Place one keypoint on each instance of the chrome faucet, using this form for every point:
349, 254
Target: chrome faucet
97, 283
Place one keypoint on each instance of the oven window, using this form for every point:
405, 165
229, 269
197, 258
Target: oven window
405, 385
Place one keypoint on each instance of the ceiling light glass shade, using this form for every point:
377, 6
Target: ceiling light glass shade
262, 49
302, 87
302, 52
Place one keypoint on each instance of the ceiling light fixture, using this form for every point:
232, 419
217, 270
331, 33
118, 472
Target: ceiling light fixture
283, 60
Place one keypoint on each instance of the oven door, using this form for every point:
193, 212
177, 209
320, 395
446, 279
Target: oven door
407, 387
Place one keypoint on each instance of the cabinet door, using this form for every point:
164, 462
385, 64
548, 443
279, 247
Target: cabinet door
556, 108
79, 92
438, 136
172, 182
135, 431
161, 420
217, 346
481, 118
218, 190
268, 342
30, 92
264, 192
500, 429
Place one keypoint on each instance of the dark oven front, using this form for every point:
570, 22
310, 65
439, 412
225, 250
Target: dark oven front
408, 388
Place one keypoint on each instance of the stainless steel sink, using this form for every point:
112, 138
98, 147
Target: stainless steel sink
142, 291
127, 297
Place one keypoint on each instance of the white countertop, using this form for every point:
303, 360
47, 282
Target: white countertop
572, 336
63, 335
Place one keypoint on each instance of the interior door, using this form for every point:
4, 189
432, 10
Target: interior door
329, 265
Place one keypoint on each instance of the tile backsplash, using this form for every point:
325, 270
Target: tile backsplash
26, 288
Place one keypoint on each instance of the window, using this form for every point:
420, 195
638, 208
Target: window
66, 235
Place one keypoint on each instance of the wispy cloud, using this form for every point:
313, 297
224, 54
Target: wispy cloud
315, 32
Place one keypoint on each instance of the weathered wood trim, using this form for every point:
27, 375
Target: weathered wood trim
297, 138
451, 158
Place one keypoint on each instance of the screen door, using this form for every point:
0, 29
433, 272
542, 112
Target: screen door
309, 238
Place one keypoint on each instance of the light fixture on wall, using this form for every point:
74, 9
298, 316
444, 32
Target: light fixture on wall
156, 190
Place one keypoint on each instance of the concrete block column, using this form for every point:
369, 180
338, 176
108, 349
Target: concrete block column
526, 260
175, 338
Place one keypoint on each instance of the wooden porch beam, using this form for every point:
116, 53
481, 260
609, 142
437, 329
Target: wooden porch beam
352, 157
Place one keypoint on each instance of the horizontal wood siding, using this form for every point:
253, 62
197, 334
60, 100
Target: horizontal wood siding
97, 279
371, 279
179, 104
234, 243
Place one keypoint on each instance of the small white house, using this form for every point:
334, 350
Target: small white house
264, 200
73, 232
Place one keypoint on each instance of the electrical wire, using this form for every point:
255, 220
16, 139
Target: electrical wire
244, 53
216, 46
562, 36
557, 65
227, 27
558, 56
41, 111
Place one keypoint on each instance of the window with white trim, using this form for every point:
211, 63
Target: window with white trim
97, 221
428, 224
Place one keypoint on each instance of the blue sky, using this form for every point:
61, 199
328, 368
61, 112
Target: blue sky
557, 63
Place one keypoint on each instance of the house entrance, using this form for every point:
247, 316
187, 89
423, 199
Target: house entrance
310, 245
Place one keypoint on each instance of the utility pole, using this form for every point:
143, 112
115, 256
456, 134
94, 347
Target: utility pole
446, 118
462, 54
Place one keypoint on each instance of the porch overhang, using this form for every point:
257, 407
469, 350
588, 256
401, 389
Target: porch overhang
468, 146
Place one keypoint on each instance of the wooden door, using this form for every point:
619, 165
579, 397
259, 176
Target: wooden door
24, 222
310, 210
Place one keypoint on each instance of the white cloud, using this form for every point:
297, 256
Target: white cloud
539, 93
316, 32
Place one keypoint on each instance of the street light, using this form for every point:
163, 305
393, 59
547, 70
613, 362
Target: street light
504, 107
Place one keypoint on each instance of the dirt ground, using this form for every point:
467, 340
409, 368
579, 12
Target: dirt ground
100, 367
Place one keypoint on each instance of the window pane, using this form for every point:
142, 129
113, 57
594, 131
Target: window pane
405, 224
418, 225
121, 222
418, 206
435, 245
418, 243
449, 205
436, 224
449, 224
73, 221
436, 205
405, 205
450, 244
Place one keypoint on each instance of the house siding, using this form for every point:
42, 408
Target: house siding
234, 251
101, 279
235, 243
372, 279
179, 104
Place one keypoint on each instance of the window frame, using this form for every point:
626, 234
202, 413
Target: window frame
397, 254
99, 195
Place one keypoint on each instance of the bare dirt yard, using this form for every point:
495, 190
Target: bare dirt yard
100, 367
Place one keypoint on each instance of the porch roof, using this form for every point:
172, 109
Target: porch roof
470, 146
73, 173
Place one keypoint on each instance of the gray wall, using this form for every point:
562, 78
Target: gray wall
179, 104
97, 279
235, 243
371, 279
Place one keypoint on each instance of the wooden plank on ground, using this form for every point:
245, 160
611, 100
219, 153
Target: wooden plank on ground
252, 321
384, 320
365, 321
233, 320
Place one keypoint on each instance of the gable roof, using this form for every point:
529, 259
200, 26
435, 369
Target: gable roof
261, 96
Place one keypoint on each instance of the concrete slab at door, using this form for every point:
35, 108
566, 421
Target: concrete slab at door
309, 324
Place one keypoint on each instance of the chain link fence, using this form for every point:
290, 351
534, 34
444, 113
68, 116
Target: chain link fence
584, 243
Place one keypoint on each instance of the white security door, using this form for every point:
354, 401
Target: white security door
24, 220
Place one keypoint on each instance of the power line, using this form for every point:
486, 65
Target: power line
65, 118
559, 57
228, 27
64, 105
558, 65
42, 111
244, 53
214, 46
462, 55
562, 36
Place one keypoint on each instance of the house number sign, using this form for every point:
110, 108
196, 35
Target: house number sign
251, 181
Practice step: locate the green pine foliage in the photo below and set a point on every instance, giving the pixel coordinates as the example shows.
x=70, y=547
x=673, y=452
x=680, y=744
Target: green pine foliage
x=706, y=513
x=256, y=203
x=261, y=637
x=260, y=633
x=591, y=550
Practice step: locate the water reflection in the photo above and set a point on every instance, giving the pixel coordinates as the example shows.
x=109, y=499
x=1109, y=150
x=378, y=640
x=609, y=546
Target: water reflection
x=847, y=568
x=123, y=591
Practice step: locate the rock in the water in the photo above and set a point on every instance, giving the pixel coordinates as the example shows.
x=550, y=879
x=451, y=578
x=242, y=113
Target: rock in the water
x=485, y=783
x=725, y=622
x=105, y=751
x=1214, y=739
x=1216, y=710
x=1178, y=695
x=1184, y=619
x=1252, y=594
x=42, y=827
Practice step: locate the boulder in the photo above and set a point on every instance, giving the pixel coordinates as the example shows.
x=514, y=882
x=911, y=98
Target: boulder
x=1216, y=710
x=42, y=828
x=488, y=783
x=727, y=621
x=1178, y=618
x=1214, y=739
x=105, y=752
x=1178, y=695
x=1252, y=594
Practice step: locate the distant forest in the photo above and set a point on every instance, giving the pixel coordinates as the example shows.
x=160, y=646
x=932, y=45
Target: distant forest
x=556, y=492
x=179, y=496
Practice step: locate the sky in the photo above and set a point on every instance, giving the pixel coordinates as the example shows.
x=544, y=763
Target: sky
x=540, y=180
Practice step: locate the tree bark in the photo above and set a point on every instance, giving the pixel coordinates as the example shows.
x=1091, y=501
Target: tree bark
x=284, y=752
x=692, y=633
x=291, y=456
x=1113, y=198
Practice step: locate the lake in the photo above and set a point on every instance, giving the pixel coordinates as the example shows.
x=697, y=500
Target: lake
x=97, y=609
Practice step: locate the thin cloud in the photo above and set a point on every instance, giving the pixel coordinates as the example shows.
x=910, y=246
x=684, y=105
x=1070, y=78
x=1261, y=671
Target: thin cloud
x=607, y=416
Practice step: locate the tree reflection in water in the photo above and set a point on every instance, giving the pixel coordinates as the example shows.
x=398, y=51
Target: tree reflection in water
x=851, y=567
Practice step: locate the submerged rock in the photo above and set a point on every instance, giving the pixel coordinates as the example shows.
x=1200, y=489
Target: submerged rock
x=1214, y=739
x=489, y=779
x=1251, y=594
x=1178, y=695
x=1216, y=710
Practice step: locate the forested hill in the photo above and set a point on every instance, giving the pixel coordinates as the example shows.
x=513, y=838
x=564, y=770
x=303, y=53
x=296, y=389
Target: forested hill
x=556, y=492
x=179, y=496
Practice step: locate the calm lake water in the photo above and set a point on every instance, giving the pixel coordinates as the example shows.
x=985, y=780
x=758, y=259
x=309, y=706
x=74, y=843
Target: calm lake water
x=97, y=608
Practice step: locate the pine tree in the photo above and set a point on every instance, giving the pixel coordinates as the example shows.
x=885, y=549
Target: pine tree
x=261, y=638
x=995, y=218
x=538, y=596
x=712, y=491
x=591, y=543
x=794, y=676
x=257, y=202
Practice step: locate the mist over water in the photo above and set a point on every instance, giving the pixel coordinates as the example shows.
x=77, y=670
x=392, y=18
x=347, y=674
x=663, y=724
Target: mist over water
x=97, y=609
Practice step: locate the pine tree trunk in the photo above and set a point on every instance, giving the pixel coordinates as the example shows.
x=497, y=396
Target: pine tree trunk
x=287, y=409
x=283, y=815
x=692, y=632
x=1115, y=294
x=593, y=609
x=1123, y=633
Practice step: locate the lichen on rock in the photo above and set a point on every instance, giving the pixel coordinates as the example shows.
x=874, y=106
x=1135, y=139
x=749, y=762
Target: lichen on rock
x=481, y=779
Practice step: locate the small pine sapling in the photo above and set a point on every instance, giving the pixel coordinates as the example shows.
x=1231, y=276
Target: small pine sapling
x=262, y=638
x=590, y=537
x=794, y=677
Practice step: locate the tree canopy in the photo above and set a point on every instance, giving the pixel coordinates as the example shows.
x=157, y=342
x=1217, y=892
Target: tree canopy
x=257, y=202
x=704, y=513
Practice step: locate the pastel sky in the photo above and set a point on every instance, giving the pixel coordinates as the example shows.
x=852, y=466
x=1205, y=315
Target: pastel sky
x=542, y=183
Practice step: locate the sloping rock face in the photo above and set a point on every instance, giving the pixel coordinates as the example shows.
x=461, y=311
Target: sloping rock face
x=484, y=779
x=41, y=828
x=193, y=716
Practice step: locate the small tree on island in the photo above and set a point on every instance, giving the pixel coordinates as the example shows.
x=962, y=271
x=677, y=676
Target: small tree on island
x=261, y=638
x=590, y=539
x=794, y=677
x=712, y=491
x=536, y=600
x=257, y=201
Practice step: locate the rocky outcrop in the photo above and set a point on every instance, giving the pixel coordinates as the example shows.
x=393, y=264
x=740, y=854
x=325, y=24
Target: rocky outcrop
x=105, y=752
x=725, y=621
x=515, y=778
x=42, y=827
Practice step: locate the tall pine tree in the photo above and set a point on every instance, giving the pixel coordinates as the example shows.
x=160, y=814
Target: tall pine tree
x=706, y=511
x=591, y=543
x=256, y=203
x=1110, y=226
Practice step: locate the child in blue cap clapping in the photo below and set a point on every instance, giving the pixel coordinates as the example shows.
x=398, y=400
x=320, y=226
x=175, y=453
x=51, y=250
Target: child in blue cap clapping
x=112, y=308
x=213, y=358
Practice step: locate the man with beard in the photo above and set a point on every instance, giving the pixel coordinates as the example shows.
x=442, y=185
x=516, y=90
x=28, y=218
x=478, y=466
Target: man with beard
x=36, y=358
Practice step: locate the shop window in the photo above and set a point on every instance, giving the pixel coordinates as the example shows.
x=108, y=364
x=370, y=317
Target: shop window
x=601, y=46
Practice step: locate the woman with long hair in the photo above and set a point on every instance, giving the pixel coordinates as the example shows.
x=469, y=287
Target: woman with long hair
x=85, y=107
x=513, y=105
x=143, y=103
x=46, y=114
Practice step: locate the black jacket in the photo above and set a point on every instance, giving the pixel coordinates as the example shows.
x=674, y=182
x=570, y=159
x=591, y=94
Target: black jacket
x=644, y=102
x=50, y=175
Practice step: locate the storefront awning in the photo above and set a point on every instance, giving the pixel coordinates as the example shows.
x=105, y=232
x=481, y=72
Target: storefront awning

------------------------------------------------------------------------

## [Exercise objective]
Give back, exactly as written, the lines from the one with "Practice step: locate the tall" to the last line.

## [Full solution]
Practice step: locate the tall pine tree in the photo above and set a point on every instance, giving the pixel coordinates as the example shows.
x=160, y=814
Target: tall pine tree
x=706, y=511
x=591, y=543
x=256, y=203
x=1110, y=226
Practice step: locate the child in blue cap clapping in the photo below and set a point on every instance, giving the pixel coordinates as the example shows.
x=398, y=400
x=320, y=226
x=175, y=453
x=51, y=250
Target: child in blue cap clapping
x=112, y=308
x=213, y=358
Practice step: locate the man with beard in the photo above and set a point on every instance, giving the pixel coordinates as the example shows.
x=442, y=185
x=516, y=90
x=28, y=218
x=478, y=466
Target: man with beard
x=36, y=358
Practice step: locate the shop window in the photo above and set a point on every instance, giving the pixel coordinates as the example shows.
x=108, y=364
x=370, y=317
Target: shop window
x=601, y=46
Practice step: locate the woman with long hair in the photo above and set a point on every instance, giving the pixel coordinates as the example shows.
x=469, y=287
Target: woman with long hair
x=85, y=107
x=513, y=105
x=143, y=103
x=46, y=114
Practice step: locate the black jacket in the photo above and set a point on every instance, giving the pixel coordinates as the example shows.
x=674, y=182
x=570, y=159
x=591, y=94
Target: black jacket
x=644, y=102
x=50, y=175
Practice step: locate the storefront awning in the photo above and set a point on every instance, giving the pixel coordinates as the example shows.
x=105, y=232
x=481, y=72
Target: storefront awning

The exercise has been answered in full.